EXERCISE TASK: Pull out every line of the material below that contains the word "orange" and copy each one over unchanged.

..........

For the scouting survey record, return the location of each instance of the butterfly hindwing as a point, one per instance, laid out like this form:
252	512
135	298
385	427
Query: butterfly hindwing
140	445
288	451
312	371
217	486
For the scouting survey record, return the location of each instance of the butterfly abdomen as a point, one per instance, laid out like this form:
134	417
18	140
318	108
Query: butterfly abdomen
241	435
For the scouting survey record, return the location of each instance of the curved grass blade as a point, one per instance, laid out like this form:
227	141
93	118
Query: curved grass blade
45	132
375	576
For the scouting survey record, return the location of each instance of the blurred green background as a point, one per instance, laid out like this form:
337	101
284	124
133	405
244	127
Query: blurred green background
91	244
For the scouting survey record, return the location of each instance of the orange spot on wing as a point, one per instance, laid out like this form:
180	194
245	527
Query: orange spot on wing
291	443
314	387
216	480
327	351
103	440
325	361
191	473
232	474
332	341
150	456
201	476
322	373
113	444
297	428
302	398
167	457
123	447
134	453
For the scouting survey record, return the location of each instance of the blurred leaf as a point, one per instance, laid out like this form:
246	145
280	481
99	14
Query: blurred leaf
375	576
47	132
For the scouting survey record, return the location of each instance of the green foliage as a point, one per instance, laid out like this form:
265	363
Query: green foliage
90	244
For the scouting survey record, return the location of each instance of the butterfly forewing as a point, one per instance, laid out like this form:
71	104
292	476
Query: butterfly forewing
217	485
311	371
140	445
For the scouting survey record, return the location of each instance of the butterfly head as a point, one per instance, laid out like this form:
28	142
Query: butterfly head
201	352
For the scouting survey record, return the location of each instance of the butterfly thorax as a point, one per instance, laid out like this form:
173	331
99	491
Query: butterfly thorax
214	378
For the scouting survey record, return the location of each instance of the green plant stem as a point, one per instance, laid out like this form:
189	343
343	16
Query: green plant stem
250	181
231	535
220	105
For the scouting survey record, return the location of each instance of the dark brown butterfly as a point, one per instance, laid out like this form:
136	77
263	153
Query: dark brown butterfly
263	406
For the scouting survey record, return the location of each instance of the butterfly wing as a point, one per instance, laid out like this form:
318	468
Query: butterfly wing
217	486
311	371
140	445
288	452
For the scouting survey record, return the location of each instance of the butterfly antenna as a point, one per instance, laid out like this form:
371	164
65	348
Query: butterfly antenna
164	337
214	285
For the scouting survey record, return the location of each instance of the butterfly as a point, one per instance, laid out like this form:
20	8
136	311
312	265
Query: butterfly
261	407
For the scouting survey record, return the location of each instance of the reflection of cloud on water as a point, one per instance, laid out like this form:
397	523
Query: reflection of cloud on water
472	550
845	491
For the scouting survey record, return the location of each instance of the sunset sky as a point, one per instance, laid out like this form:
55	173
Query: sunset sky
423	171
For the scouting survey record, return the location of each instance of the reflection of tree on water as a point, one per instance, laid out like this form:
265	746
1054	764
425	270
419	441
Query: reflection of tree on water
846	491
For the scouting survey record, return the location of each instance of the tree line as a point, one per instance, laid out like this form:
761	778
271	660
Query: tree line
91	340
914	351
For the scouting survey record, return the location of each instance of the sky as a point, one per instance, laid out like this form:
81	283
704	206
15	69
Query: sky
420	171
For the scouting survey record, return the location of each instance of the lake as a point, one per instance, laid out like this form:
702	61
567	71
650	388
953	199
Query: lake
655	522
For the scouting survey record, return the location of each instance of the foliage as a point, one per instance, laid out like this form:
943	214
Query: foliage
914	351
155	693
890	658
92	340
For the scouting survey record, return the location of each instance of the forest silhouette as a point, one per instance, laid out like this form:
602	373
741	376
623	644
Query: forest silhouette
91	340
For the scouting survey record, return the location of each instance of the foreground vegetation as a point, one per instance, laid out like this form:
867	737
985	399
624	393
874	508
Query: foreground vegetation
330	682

..........

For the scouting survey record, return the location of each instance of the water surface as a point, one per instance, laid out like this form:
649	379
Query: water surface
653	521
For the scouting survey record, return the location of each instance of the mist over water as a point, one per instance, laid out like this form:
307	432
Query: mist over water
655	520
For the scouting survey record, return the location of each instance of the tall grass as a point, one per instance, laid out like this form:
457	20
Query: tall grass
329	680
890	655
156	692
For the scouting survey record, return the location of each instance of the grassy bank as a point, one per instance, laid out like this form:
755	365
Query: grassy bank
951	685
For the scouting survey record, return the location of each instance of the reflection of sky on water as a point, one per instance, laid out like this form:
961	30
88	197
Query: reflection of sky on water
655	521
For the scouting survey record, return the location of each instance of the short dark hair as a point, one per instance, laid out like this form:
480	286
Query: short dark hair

..........

RESPONSE TO THE EXERCISE:
For the scouting survey record, return the location of each instance of the orange spot on wing as a point, one per instance, laid out like this form:
Query: orange spot on wing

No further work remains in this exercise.